● **阅读材料**
Spark_ZenDei技術網路在線

Spark

-Advertisement-

Spark簡介官網地址：http://spark.apache.org/ Apache Spark is a fast and general engine for large-scale data processing. Speed Run programs up to 100x faster ...

Spark簡介

官網地址：http://spark.apache.org/

Apache Spark is a fast and general engine for large-scale data processing.

Speed

Run programs up to 100x faster than Hadoop MapReduce in memory, or 10x faster on disk.

　　Apache Spark has an advanced DAG execution engine that supports cyclic data flow and in-memory computing.

Ease of Use

Write applications quickly in Java, Scala, Python, R.

　　Spark offers over 80 high-level operators that make it easy to build parallel apps. And you can use it interactively from the Scala, Python and R shells.

Generality
Combine SQL, streaming, and complex analytics.

　　Spark powers a stack of libraries including SQL and DataFrames, MLlib for machine learning, GraphX, and Spark Streaming. You can combine these libraries seamlessly in the same application.

Runs Everywhere
Spark runs on Hadoop, Mesos, standalone, or in the cloud. It can access diverse data sources including HDFS, Cassandra, HBase, and S3.

　　You can run Spark using its standalone cluster mode, on EC2, on Hadoop YARN, or on Apache Mesos. Access data in HDFS, Cassandra, HBase, Hive, Tachyon, and any Hadoop data source.

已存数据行
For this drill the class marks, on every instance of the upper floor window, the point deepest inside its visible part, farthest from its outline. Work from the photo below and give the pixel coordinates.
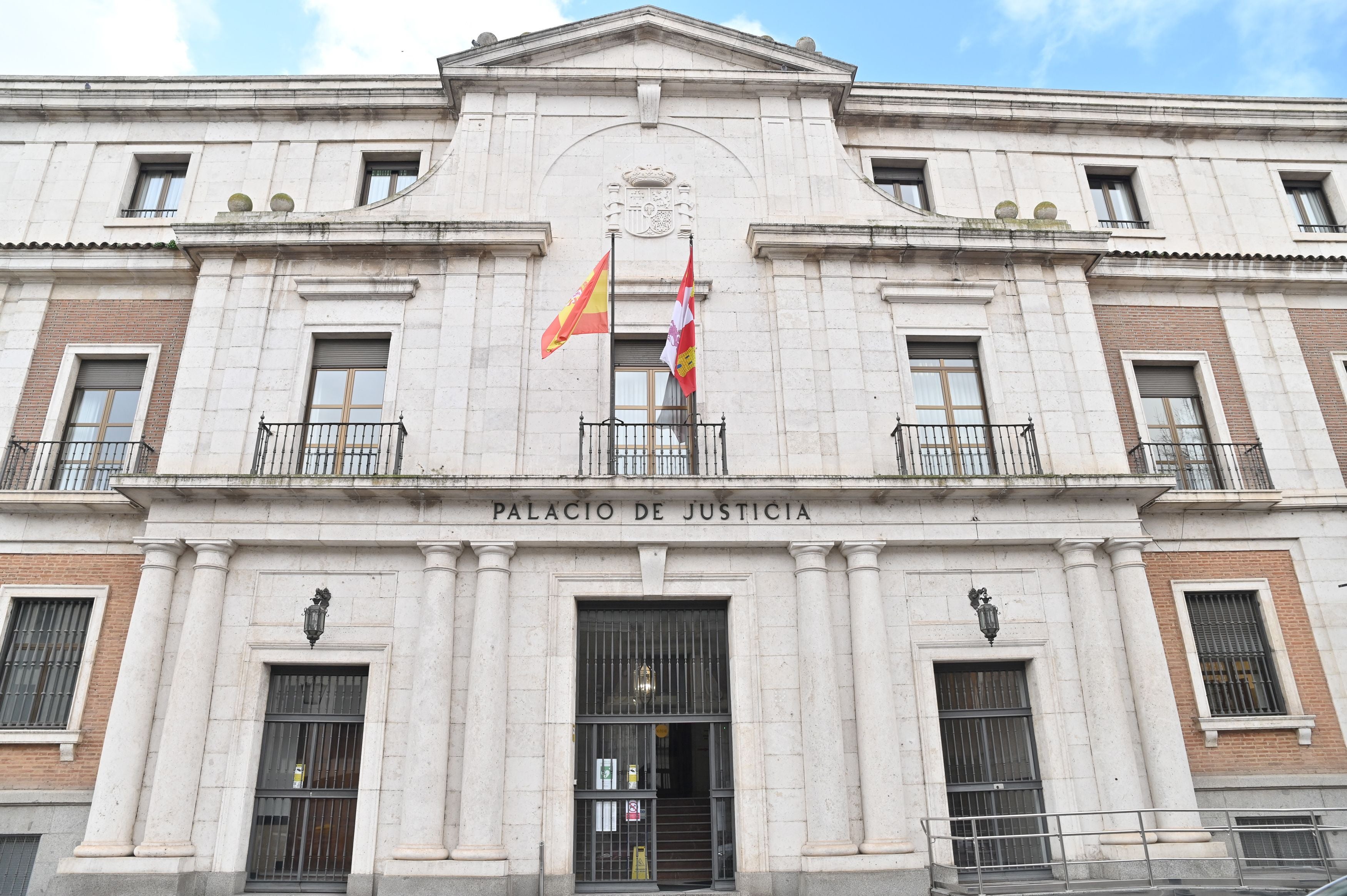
(1238, 669)
(386, 179)
(1311, 207)
(40, 666)
(158, 192)
(906, 184)
(652, 434)
(1116, 201)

● **练习任务**
- a) 请将 Spark 阅读材料中从“Spark簡介官網地址：http://spark.apache.org/ Apache Spark”一直到“100x faster ...”的这一段重新写出，并把其中的“general”换成“versatile”。
- b) 根据 Spark 阅读材料，在内存中运行程序时，Spark 最多比 Hadoop MapReduce 快多少倍？

● **参考答案**
- a)
Spark簡介官網地址：http://spark.apache.org/ Apache Spark is a fast and versatile engine for large-scale data processing. Speed Run programs up to 100x faster ...

- b) 最多快 100 倍。